### SOURCE TEXT
*** Block opens ***

Sri Lanka investigates troops over ‘humiliation’ of Muslims
A policeman gestures to motorists on a street after the government imposed travel restrictions and weekend lockdowns to curb the spread of the coronavirus in Colombo on May 22, 2021. (Photo by ISHARA S. KODIKARA/AFP via Getty Images)
SRI LANKA’S military launched an investigation on Sunday (20) after social media posts showed soldiers forcing minority Muslims to kneel on the streets as a punishment for flouting lockdown rules.
Armed troops ordered Muslim civilians to raise their hands in the air while kneeling on a road in the town of Eravur, about 300 km (190 miles) east of the capital Colombo.
Local residents said they considered the order “degrading and humiliating’’, while officials acknowledged that troops had no power to mete out such punishments.
The civilians were on their way to restaurants to buy food when the alleged incident took place.
“An initial military police investigation has already commenced after certain photos went viral depicting an alleged harassment in the Eravur area,” the army said in a statement.

*** Block closes ***

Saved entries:
*** Block opens ***

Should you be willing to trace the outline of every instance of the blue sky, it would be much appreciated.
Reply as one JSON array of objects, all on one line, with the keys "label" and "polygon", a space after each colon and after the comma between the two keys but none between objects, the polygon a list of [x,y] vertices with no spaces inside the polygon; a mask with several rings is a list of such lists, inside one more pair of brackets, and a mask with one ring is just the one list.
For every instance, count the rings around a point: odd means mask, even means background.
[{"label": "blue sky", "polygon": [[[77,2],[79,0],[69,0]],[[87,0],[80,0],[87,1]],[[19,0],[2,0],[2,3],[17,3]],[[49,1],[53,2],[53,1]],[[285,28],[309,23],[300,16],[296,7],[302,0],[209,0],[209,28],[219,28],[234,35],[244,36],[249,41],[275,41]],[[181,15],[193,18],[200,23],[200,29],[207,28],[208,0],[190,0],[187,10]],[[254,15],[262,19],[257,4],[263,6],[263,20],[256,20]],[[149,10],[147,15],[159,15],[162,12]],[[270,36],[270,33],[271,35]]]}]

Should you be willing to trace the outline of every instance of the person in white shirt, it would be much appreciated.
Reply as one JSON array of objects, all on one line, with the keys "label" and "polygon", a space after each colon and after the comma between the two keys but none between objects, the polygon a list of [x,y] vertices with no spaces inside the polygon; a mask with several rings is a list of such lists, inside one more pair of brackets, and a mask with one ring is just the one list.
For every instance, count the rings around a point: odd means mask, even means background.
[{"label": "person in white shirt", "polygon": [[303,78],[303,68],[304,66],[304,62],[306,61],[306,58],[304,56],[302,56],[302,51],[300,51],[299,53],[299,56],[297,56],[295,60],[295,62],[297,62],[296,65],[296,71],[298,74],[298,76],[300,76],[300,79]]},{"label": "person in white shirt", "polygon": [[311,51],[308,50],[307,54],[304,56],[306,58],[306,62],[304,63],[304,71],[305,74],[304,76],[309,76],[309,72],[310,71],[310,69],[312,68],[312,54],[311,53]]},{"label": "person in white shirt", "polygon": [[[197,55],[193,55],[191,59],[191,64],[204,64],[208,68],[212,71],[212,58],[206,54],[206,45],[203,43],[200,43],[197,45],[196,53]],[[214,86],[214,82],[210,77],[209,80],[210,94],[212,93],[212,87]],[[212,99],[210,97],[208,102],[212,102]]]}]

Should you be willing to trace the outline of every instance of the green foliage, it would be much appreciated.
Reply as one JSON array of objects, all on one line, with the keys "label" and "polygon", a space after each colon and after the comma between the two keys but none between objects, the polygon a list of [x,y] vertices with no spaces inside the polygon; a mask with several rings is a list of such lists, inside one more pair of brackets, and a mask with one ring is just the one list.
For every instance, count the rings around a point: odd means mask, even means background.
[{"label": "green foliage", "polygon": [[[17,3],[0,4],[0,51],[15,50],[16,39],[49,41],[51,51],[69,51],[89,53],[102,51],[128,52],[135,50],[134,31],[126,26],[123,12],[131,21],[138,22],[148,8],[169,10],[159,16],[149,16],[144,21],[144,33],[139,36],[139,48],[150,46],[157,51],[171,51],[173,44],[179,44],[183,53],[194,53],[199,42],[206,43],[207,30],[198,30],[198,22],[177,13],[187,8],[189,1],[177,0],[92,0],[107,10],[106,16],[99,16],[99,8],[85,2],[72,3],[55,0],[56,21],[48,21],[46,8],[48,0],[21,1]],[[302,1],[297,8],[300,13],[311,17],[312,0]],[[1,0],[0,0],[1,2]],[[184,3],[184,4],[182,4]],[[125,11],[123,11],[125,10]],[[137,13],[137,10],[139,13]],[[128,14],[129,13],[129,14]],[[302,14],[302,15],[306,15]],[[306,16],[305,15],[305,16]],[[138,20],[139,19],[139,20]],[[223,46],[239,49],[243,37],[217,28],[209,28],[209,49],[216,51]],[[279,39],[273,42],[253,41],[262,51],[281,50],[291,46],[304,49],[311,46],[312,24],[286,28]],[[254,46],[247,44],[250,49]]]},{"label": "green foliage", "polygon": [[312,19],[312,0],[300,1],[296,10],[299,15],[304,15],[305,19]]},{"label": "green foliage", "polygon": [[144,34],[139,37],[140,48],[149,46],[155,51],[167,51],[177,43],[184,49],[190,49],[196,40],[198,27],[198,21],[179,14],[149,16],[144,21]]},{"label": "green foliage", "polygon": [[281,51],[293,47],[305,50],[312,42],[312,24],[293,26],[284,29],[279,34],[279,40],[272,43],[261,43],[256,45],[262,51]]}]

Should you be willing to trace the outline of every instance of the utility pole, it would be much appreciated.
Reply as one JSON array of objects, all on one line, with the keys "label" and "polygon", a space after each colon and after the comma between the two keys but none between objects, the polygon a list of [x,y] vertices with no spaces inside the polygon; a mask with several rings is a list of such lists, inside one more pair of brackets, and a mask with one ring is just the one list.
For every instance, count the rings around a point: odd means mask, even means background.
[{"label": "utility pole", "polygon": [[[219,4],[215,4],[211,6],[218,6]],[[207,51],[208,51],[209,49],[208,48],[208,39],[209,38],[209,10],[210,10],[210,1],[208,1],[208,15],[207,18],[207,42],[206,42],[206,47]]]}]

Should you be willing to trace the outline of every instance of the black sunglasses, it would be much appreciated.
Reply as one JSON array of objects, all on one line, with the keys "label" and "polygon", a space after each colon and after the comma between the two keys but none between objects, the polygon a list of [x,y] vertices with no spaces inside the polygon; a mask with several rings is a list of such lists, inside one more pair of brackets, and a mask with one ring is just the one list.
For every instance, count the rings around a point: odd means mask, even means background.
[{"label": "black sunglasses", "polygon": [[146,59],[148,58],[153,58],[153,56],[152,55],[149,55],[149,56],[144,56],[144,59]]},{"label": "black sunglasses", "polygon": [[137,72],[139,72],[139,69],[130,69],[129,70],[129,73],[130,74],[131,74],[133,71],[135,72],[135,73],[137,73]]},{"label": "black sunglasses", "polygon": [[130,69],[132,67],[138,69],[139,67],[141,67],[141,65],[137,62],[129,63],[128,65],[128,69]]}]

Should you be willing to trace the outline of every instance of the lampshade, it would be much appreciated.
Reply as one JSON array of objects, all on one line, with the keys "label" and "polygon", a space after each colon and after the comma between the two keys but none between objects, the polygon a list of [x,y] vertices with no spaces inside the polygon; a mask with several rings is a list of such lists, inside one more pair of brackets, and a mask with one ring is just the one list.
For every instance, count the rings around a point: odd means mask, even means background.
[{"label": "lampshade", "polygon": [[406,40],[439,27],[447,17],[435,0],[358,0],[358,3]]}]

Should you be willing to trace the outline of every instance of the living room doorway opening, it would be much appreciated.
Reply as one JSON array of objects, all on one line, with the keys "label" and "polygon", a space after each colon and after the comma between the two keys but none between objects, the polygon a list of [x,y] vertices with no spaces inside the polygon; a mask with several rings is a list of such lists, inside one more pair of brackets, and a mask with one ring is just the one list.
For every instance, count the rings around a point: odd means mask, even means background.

*** Block closes ***

### WORK REQUEST 1
In the article about the Sri Lankan troops, how far is the town of Eravur from Colombo?
### WORK REQUEST 2
Reproduce the part of the article about the Sri Lankan troops that opens with the words containing "The civilians were" and closes with "in a statement.".
### WORK REQUEST 3
Write the next part of the article about the Sri Lankan troops and the Muslim civilians in Eravur, starting after its final sentence.

### FINAL ANSWER 1
About 300 km (190 miles) east of the capital Colombo.

### FINAL ANSWER 2
The civilians were on their way to restaurants to buy food when the alleged incident took place.
“An initial military police investigation has already commenced after certain photos went viral depicting an alleged harassment in the Eravur area,” the army said in a statement.

### FINAL ANSWER 3
It said the officer in charge had been removed and the soldiers involved ordered to leave the town.
“The army will adopt the strictest disciplinary action against all errant army personnel,” the military added.
Sri Lanka is under a month-long lockdown to contain the third wave of coronavirus infections. The number of deaths from the virus has increased more than fourfold to 2,531 since the start of the wave in mid-April.
The military, which is facing allegations of war crimes in a decades-long Tamil separatist war that ended in 2009, has been deployed to help police and health authorities enforce virus restrictions.
Successive governments have denied that troops killed around 40,000 civilians in the final stages of the separatist war, which claimed more than 100,000 lives between 1972 and 2009.